What lines in the entries below contain the word "provide"? Copy all of them.

SUPPLIED RECORDS below:

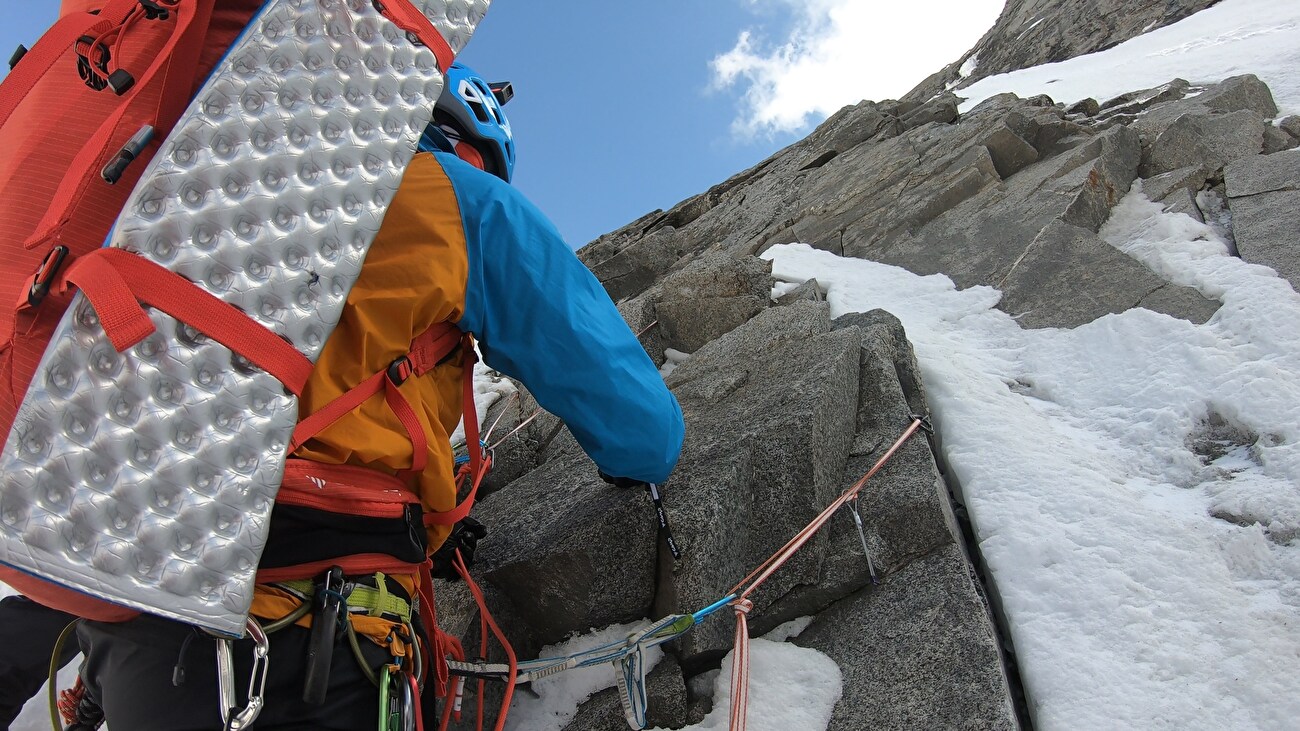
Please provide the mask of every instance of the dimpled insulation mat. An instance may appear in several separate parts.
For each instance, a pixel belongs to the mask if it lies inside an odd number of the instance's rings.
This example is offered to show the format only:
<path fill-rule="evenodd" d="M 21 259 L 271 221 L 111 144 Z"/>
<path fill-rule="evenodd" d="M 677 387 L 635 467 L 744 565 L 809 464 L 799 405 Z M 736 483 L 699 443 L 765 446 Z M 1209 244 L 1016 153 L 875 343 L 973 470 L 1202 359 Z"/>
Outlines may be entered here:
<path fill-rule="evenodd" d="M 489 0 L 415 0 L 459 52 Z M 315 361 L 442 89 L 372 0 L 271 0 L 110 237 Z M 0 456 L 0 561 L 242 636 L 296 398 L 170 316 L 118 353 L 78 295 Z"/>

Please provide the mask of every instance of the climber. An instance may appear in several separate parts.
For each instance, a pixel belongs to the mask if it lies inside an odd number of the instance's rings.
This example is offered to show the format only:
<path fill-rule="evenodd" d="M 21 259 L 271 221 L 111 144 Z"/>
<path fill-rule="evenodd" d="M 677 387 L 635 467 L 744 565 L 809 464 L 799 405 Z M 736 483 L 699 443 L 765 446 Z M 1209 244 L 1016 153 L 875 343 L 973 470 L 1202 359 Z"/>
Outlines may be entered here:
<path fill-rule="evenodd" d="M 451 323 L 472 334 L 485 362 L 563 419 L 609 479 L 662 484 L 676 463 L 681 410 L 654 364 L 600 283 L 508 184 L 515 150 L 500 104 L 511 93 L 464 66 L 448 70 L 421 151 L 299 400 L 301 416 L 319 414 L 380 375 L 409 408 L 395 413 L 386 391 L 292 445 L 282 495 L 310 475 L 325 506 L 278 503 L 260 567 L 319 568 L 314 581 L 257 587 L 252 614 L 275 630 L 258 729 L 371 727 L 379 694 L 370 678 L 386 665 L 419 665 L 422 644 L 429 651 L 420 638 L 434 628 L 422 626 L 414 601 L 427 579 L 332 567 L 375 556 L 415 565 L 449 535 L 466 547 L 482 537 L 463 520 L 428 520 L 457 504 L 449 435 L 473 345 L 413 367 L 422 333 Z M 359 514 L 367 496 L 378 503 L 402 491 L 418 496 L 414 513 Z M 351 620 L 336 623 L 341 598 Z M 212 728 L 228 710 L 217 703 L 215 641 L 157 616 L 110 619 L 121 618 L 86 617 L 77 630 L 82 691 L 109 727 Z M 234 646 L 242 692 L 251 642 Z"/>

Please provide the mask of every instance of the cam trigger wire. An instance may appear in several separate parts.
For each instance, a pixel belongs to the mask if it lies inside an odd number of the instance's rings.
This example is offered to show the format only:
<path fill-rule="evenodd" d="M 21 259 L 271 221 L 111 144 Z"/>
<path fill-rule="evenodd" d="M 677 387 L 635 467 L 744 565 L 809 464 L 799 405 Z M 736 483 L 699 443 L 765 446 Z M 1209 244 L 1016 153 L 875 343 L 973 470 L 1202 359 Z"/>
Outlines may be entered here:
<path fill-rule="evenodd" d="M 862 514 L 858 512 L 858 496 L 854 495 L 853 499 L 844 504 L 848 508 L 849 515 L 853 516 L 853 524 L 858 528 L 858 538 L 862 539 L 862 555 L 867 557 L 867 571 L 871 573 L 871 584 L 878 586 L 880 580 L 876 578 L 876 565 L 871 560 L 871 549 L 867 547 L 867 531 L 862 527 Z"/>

End of SUPPLIED RECORDS.

__RESPONSE BELOW__:
Please provide the mask of every instance of the dimpled insulation mat. An instance may appear in several separate parts.
Please provide the mask of every instance of the climber. An instance may appear in several separate parts.
Please provide the mask of every instance of the cam trigger wire. An instance may appear in several separate parts.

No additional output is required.